Without skipping anything, transcribe the listing that follows.

--- Dataset extract ---
....
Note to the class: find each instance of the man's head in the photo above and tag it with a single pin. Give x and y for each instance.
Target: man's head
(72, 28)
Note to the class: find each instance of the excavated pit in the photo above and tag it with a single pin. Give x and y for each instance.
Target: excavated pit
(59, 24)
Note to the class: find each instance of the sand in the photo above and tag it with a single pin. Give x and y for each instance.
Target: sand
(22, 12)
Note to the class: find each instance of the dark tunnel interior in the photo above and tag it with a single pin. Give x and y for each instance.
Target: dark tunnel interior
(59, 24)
....
--- Written solution ---
Note to the class: find each instance of the man's head in the photo above and tag it with a single pin. Give x and y for each instance.
Target: man's head
(72, 28)
Note to the class: find each instance of the excavated pit in the photo above and tag it with a single pin. Give x and y for each instance.
Target: excavated pit
(59, 24)
Note to the class: find each instance of the sand in the photo above and tag it with a single pin. Give x and y for each instance.
Target: sand
(22, 12)
Note to the class: find each instance of the dark tunnel interior in the photo above and tag it with a single pin. Give x and y for each instance.
Target: dark tunnel interior
(59, 24)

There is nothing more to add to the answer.